TEXT SHOWN:
Patrick Ward, Carson Boddicker, and I were e-mailing about a week ago about Patrick’s question about the NEED to program mobility during the strength and power portion of the program. I think Coach Boyle would describe this packaging of as much quality into a finite period of time as creating training density in the program design.
Patrick was suggesting that maybe this could be contrived as the Warm-up section of the training session may be or should be enough to satisfy this part of the program’s goal.
I have to say that it just doesn’t matter. Or it all just depends.
This level of programming thinking is simply based on all of us to some level trying to fit what we want into what someone else does. And this is a critical approach that is very appropriate for many people. It recalls back to Coach Boyle’s Cook or Chef article. Dan John suggests the same thing. Most clinicians automatically upgrade yourself by being a Mike Boyle clone. Do what he does.
Dan John is asked why does he do rotation exercises? Because Coach told me to.
Why do I do Z-Health drills? Because Steve tells me to.
Sometimes it’s very okay to do it someone else’s way when you know he or she is just better than you at it.
You try it out and grow and get better………….if that’s who you are.
But there is no rule that says you have to do mobility in this super-, tri-, quad- style of design. I am much more interested in laying out, within the time I have and longer-term frame that I know, what I need.
I think we get caught up in this program density mantra, which again typically is the right thing for many people, just because this is how Boyle and AP, etc. set it up.
I think for the general population and individuals training for more than strength, you do need density, but mobility may not be a part of it. Our gumby girls do no mobility work after ankles-hips-shoulders which comes immediately after foam rolling.
For a 60 minute workout, at least 1 strength move is not accounted for, but these are the circuits………
Plyo landing – dynamic need – Med Ball
Power – Anterior Core – Need
We have a young lady who just turned 15 and about 4 months after ankle reconstruction, this was a recent workout.

(Saved entries)

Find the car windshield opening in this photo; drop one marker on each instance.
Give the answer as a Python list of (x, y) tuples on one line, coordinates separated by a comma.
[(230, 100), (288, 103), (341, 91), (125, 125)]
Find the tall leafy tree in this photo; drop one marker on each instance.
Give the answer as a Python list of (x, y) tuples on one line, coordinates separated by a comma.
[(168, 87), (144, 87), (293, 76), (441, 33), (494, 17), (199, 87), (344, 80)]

WORK INSTRUCTIONS:
[1] In the text on programming mobility work, what do the gumby girls do immediately after foam rolling?
[2] Carry on the text on programming mobility work, picking up after its final sentence.

ANSWERS GIVEN:
[1] They do ankles-hips-shoulders work, and no mobility work after that.

[2]
Bridge Series (Table Top feet together and heels together, Bridge, Clamshell, Bent Leg Side Bridge)
TGU w/30′ walk and back (16kgx1, 12kgx2)
12″ jump and stick, 1-arm farmers 32kg, standing side med ball throws 8#
Front Squat (65×6, 75 2×6), Swiss Ball Rollouts, Standing Ankle Mob
SLDL 12kg, BP (65 3×5), TRX Inverted Rows (3×10), Birdog
Conditioning @ home
As a young novice lifter, we don’t fuss with a “power” move.
She destroyed her ankle. She doesn’t need more mobility anywhere.
But someone else may do a mobility drill every opportunity they get.
Both programs would be excellent examples of density-based programming.
As you see my training logs, I am more training for strength, I do not program as much density as how I train others.
Bottom line is that programming decisions are so less important than moving well, working hard, and slow and fast strength.
I think it’s hard to be an expert of strength. It’s just busting your ass and going hard. There are so many program designs that work and work excellently.
The stuff that happens underneath requires less of a neanderthal mindset and some more patience for mobility to grow.
Perhaps more important is just do what someone else does sometimes.
Being a cook isn’t so bad. Sometimes you miss ingredients even if you think your cake tastes good.
Well said Charlie. If someone is getting great results and keeping people injury free, why not “borrow” from them? I’ve used Eric Cressey’s Ultimate Off Season Maunual with my athletes (while modfying it appropriately) because it’s really good stuff, and I get great results.